Provided data
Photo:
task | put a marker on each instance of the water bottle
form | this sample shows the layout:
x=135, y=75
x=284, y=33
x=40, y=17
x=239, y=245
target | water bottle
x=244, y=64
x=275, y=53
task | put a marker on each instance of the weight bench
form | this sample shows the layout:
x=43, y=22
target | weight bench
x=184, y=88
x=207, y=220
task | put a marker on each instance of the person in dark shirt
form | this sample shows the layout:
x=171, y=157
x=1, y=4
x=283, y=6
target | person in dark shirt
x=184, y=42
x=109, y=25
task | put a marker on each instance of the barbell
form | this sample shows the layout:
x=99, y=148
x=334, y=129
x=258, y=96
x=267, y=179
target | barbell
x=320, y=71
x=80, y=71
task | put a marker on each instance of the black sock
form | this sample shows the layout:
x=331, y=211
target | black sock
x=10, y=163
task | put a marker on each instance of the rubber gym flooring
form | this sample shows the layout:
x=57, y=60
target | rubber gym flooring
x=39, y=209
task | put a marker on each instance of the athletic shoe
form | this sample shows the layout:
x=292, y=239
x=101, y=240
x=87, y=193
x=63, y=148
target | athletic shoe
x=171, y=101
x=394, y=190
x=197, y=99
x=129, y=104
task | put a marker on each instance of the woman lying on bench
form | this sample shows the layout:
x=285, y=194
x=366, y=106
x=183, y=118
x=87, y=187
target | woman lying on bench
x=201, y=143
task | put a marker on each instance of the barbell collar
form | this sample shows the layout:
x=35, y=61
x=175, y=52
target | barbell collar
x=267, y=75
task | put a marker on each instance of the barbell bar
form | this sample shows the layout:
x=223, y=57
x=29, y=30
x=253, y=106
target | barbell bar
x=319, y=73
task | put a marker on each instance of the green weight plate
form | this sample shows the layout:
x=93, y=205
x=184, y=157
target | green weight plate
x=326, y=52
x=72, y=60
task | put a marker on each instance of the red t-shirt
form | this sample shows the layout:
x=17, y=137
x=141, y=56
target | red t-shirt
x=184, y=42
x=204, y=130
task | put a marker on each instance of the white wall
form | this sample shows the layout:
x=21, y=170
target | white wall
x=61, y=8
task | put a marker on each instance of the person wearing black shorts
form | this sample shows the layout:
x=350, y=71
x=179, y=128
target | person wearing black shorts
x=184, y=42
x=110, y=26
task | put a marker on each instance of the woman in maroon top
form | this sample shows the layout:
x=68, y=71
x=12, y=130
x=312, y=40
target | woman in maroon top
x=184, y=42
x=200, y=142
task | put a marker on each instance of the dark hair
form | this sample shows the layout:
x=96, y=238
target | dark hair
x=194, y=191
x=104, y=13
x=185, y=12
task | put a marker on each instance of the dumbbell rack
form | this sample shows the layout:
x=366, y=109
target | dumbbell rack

Activity
Find and copy each line above that includes the string "rack".

Exercise answer
task | put a marker on each instance of the dumbbell rack
target | dumbbell rack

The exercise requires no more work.